ABOUT THIS EXERCISE: Check each line of the entries below for the string "white" and state how many lines have it, with no other text.

BEGIN TASK MATERIAL

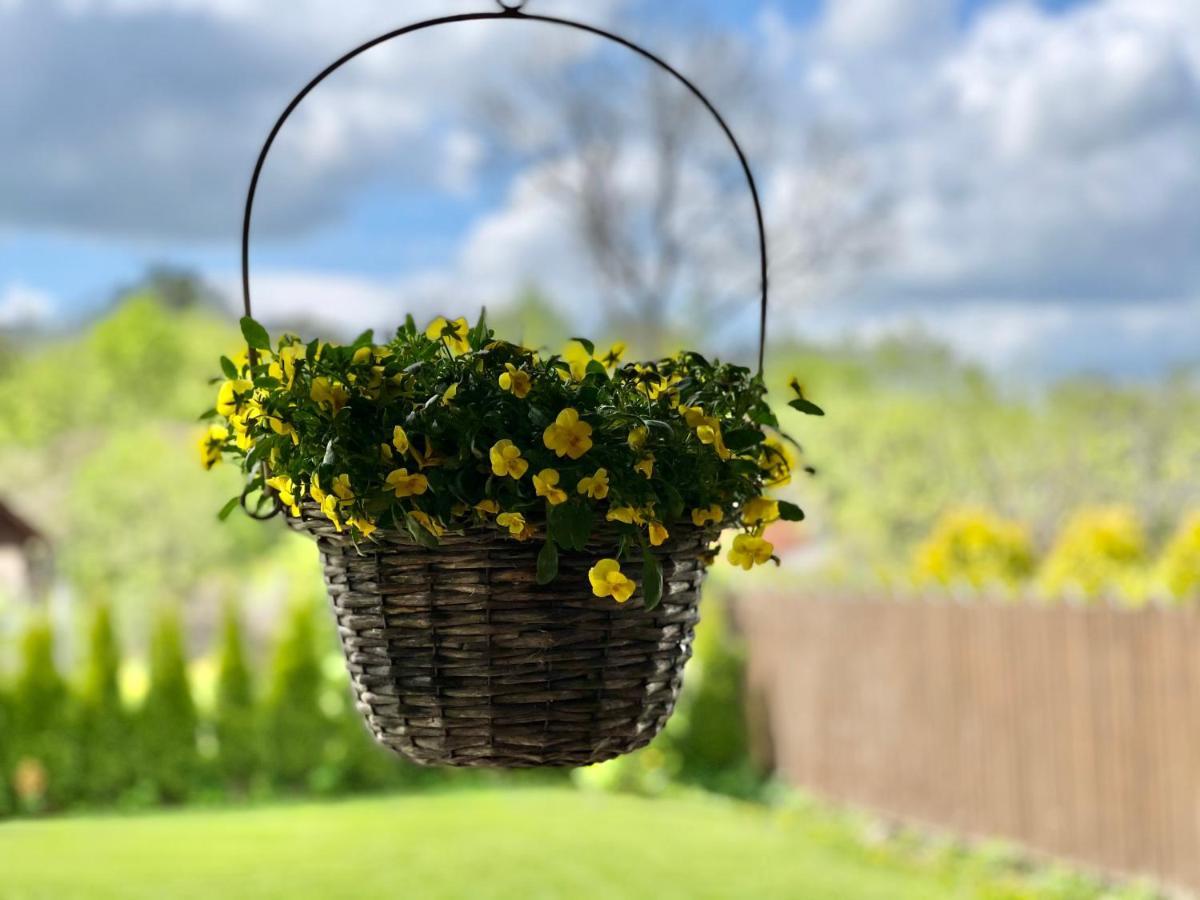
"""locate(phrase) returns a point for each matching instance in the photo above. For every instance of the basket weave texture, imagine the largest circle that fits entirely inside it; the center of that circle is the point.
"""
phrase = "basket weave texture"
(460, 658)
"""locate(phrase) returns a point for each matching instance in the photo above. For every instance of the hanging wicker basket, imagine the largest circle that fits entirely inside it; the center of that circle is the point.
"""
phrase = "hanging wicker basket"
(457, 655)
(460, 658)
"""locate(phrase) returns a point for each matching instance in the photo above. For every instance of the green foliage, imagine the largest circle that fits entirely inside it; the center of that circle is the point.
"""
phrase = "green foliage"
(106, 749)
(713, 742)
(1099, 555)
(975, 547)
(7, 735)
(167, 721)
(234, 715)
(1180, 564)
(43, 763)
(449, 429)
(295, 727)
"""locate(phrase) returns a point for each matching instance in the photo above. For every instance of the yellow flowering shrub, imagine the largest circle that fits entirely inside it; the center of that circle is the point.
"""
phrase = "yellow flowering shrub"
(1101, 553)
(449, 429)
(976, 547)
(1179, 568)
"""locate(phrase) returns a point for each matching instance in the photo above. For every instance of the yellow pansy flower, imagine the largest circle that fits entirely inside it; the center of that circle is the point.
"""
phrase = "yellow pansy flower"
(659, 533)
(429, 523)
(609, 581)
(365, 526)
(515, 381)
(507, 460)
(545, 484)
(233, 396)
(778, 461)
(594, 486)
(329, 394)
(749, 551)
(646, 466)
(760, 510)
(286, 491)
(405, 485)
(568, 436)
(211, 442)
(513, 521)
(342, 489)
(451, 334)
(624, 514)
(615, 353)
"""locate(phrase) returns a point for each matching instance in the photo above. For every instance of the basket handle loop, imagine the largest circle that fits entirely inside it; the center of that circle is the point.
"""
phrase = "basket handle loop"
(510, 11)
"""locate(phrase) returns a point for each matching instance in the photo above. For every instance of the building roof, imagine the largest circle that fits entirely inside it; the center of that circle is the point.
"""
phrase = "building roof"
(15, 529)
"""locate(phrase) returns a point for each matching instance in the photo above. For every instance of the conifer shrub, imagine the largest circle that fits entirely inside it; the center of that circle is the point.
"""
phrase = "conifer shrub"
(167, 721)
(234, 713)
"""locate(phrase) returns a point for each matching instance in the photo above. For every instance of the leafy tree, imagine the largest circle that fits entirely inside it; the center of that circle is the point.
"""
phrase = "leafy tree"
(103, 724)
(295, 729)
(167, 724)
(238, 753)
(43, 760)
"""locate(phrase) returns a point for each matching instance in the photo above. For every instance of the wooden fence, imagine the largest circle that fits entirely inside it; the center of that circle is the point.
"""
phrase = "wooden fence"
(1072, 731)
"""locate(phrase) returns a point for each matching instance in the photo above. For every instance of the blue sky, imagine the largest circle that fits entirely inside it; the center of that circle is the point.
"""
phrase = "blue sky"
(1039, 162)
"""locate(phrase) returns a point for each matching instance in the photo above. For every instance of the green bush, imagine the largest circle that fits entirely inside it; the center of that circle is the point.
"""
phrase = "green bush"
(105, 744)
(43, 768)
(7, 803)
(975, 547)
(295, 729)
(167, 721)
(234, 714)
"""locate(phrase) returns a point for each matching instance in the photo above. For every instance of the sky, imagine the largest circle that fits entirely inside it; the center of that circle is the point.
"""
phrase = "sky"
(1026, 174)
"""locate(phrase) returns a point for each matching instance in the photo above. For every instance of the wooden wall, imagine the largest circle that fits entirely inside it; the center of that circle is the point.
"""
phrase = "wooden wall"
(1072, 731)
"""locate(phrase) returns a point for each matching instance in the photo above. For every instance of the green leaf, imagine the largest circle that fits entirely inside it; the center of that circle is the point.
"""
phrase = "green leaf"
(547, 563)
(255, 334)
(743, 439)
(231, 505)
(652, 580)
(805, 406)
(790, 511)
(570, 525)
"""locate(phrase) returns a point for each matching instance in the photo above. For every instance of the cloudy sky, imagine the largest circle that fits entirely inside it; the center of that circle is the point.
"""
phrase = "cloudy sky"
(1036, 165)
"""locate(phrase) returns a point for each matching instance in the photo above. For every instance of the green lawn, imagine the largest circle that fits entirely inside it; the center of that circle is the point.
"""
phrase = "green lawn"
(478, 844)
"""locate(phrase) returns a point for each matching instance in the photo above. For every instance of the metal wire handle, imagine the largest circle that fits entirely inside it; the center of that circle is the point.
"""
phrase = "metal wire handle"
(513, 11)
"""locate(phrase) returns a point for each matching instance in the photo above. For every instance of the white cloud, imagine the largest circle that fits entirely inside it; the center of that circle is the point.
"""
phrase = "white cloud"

END TASK MATERIAL

WRITTEN ANSWER: 2